# THINGS TO DO
1. In the 1988 football season text, rewrite the part that opens with the words containing "Notre Dame had" and closes with "this championship team.", putting "starters" in place of "stars".
2. According to the 1988 football season text, why did that year become a focus for fans and critics?
3. In the 1988 football season text, what team did Notre Dame beat in the Fiesta Bowl, and by what score?

# PAGE TEXT
- Number of teams: 104
- Preseason AP No. 1: Florida State

Postseason
- Bowl games: 17
- Heisman Trophy: Oklahoma State running back Barry Sanders
- Champion(s): Notre Dame (AP, Coaches, FWAA)

Division I-A football seasons
- ← 1987 1989 →

= 1988 NCAA Division I-A football season =

American college football season

The 1988 NCAA Division I-A football season ended with Notre Dame winning the national championship. The Fighting Irish won the title via a 34–21 defeat of previously unbeaten West Virginia in the Fiesta Bowl in Tempe, Arizona. With 4 of the final Top 5 teams being independents (with the University of Miami and Florida State joining the Fighting Irish and Mountaineers), 1988 became a focus for fans and critics who wondered how the traditional conferences would deal with the indies (the answer ultimately involved all of these teams joining major conferences).

Notre Dame had several notable victories this season, including a 19-17 victory over No. 9 Michigan, won on a last drive field goal, which started off the championship season. The season's marquee game was a 31-30 victory over No. 1 Miami. Entering the game, Miami had a 36-game regular season winning streak, 20 straight road victories and a 16-game winning streak overall. This year was also the first time Notre Dame and USC had ever met when ranked No. 1 and No. 2. Most notable about this game is Notre Dame coach Lou Holtz's decision to leave behind two of his stars, Tony Brooks and Ricky Watters because they were late, cementing discipline as the main theme of this championship team.

This year's edition of the UCLA–USC rivalry game featured a second ranked USC and a fourth ranked UCLA. For the second year in a row the Rose Bowl berth was on the line but for USC it also had national title implications as the rivalry game with Notre Dame was the following week. USC beat UCLA but lost to Notre Dame, and then lost to Michigan in the Rose Bowl.

Oklahoma State running back Barry Sanders ran the Wing T offense all the way to the Heisman Trophy and numerous rushing records.

==Rule changes==
- Defensive teams can now return blocked PAT kicks and interceptions on two-point conversion attempts for a defensive score worth two points. Fumbles on PAT/two-point conversions cannot be recovered and advanced by the offensive team other than the fumbling player, and the defense cannot convert fumbles into two-point defensive scores. There were two defensive conversions scored in Division I-A; the first was scored by Bill Stone of Rice University in a 54–11 loss to Notre Dame on November 5, 1988, and the second by Tony Bennett of Mississippi in a 20–12 loss to Tennessee on November 12, 1988, both on blocked PAT kicks.

Excerpts of bounding box data:
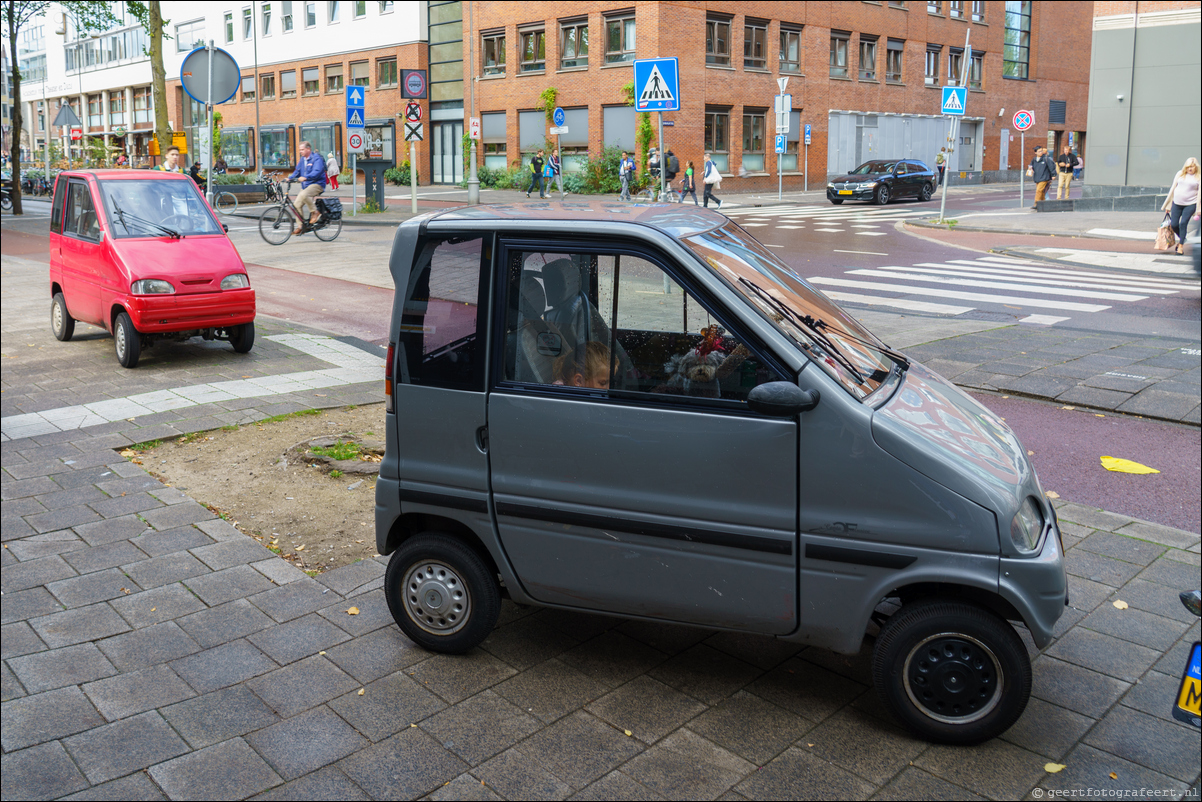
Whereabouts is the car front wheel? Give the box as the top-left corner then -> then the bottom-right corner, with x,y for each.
383,533 -> 501,654
873,600 -> 1031,745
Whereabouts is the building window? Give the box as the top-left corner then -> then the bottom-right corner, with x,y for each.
175,19 -> 204,53
326,64 -> 343,94
743,111 -> 768,173
605,14 -> 636,64
301,67 -> 321,95
1001,0 -> 1031,78
969,51 -> 984,91
947,47 -> 964,87
780,25 -> 802,75
559,19 -> 589,70
706,17 -> 731,67
376,59 -> 397,89
859,34 -> 876,81
831,31 -> 851,78
483,34 -> 505,76
885,38 -> 905,83
518,29 -> 547,72
706,108 -> 731,173
743,17 -> 768,70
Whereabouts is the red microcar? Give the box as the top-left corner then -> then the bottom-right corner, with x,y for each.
50,170 -> 255,368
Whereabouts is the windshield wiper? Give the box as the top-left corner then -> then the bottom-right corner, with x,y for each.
113,198 -> 183,239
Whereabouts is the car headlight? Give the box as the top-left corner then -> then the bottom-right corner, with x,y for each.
130,279 -> 175,295
1010,495 -> 1043,554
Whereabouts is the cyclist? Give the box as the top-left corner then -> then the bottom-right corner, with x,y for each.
288,142 -> 326,234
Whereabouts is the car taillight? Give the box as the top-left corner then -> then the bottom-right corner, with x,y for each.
383,343 -> 397,412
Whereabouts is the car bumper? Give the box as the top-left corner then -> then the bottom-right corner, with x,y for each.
125,289 -> 255,334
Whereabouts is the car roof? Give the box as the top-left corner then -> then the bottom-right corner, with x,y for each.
428,198 -> 728,237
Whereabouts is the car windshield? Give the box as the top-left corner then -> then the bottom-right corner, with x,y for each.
100,179 -> 221,237
850,161 -> 897,176
685,222 -> 909,398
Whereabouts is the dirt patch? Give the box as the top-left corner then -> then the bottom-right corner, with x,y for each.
131,404 -> 385,572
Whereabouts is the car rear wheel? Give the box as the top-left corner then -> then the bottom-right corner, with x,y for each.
50,292 -> 75,343
383,531 -> 501,654
873,600 -> 1031,744
113,311 -> 142,368
230,321 -> 255,354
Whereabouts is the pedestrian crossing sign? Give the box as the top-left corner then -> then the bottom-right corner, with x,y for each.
939,87 -> 969,117
635,59 -> 680,112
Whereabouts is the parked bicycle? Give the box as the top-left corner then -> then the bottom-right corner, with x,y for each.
258,180 -> 343,245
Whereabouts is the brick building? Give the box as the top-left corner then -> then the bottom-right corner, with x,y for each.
464,0 -> 1094,189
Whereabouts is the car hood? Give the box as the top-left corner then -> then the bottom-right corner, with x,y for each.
873,362 -> 1042,524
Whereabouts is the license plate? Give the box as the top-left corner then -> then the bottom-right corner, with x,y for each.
1173,641 -> 1202,727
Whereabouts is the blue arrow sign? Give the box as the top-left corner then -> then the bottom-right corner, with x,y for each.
635,59 -> 680,112
939,87 -> 969,117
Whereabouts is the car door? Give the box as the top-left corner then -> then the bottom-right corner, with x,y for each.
488,242 -> 798,635
61,178 -> 107,328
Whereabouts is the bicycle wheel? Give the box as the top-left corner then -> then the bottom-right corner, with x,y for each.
258,206 -> 296,245
313,218 -> 343,242
216,192 -> 238,214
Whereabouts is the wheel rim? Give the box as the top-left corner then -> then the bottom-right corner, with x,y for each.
902,632 -> 1005,724
404,562 -> 471,635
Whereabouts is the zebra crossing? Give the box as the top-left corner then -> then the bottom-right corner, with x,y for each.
726,204 -> 933,237
809,256 -> 1198,325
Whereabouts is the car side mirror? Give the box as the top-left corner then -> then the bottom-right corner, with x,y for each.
748,381 -> 819,417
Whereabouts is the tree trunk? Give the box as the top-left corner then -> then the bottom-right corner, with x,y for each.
4,0 -> 24,214
148,0 -> 172,164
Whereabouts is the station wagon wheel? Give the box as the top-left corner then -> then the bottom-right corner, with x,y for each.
113,311 -> 142,368
873,601 -> 1031,744
50,292 -> 75,343
385,533 -> 501,654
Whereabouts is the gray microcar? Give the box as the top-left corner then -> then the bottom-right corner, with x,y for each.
375,201 -> 1067,743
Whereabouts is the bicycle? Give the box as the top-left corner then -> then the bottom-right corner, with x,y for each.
258,180 -> 343,245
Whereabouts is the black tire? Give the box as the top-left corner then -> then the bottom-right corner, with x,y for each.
50,292 -> 75,343
258,206 -> 296,245
230,321 -> 255,354
873,600 -> 1031,745
313,218 -> 343,242
113,311 -> 142,368
383,531 -> 501,654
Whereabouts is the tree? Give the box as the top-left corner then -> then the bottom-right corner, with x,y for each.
0,0 -> 118,214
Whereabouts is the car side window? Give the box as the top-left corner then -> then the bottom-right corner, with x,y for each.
397,237 -> 490,392
64,180 -> 100,239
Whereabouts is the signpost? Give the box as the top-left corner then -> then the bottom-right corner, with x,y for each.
635,59 -> 680,195
1014,108 -> 1035,209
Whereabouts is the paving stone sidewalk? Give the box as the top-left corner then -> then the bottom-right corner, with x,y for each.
0,418 -> 1202,800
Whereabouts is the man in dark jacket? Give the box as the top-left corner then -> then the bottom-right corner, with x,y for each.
1027,145 -> 1055,208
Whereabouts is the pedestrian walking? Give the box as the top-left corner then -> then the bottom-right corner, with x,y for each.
701,153 -> 722,209
1027,144 -> 1055,209
1055,145 -> 1077,201
326,150 -> 343,190
1160,156 -> 1198,254
680,161 -> 701,206
618,150 -> 635,201
526,148 -> 543,197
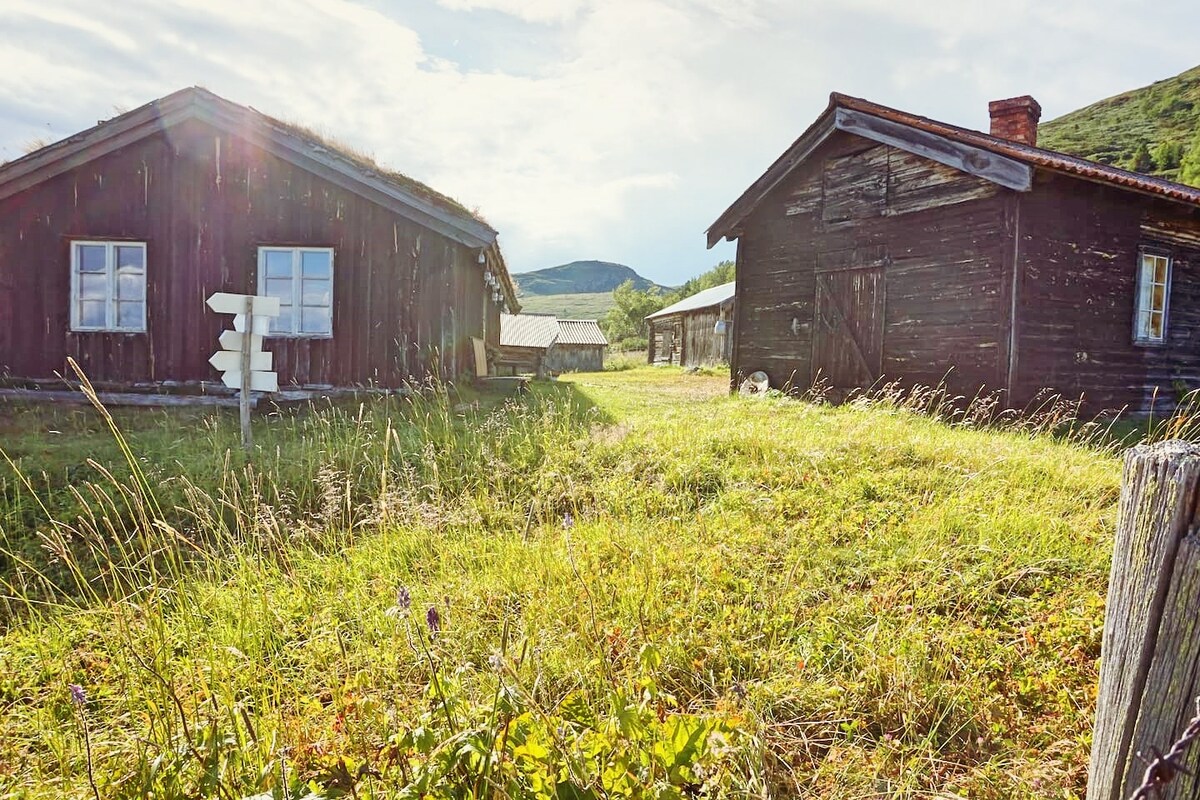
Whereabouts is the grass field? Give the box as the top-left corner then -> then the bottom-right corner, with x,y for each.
0,368 -> 1118,799
521,291 -> 612,319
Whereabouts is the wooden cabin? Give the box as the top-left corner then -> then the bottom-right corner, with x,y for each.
546,319 -> 608,375
0,88 -> 518,387
646,281 -> 737,367
497,314 -> 608,377
708,94 -> 1200,411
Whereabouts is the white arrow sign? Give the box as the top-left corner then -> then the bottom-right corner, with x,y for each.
233,314 -> 271,336
209,350 -> 275,372
206,291 -> 280,317
217,331 -> 263,353
221,369 -> 280,392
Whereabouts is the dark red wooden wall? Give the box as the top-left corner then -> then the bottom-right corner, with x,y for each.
0,120 -> 499,386
732,133 -> 1200,411
733,133 -> 1012,400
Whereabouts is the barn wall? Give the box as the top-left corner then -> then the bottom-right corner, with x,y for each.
0,121 -> 499,386
546,344 -> 604,373
1014,174 -> 1200,411
733,133 -> 1012,392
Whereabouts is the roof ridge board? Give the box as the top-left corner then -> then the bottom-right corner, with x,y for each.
190,92 -> 498,247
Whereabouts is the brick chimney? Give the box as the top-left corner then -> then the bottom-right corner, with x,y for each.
988,95 -> 1042,146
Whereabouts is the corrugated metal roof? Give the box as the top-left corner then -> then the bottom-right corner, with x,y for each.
829,92 -> 1200,205
708,92 -> 1200,247
558,319 -> 608,344
500,314 -> 558,349
646,281 -> 737,319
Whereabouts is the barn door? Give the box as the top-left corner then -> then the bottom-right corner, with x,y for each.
812,266 -> 884,389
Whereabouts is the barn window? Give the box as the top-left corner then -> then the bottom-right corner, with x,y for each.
258,247 -> 334,338
71,241 -> 146,333
1134,251 -> 1171,342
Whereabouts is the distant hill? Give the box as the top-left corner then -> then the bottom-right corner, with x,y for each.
521,291 -> 612,319
512,261 -> 666,296
1038,66 -> 1200,186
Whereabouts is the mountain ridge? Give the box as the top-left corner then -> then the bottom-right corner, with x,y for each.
512,260 -> 670,296
1038,66 -> 1200,186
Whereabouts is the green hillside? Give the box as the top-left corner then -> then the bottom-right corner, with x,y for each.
1038,66 -> 1200,186
521,291 -> 612,319
512,261 -> 666,297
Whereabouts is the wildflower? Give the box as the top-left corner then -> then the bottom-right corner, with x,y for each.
384,587 -> 413,616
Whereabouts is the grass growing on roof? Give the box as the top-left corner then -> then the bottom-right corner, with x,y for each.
0,368 -> 1118,798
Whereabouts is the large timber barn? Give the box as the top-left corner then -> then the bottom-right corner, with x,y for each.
708,94 -> 1200,411
0,89 -> 517,387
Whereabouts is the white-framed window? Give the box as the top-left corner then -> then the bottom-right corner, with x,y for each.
71,240 -> 146,333
258,247 -> 334,338
1133,249 -> 1171,343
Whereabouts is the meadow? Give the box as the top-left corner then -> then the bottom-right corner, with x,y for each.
0,367 -> 1120,800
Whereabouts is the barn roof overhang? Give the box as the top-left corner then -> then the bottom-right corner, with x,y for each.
0,86 -> 520,309
707,92 -> 1200,247
707,101 -> 1033,247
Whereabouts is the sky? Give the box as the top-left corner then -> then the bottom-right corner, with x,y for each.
0,0 -> 1200,285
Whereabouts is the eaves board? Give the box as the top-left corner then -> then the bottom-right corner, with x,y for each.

# CORRECT ANSWERS
1.
Notre Dame had several notable victories this season, including a 19-17 victory over No. 9 Michigan, won on a last drive field goal, which started off the championship season. The season's marquee game was a 31-30 victory over No. 1 Miami. Entering the game, Miami had a 36-game regular season winning streak, 20 straight road victories and a 16-game winning streak overall. This year was also the first time Notre Dame and USC had ever met when ranked No. 1 and No. 2. Most notable about this game is Notre Dame coach Lou Holtz's decision to leave behind two of his starters, Tony Brooks and Ricky Watters because they were late, cementing discipline as the main theme of this championship team.

2. Four of the final Top 5 teams were independents: Notre Dame, West Virginia, Miami and Florida State. Fans and critics wondered how the traditional conferences would deal with those independents.

3. West Virginia, 34–21.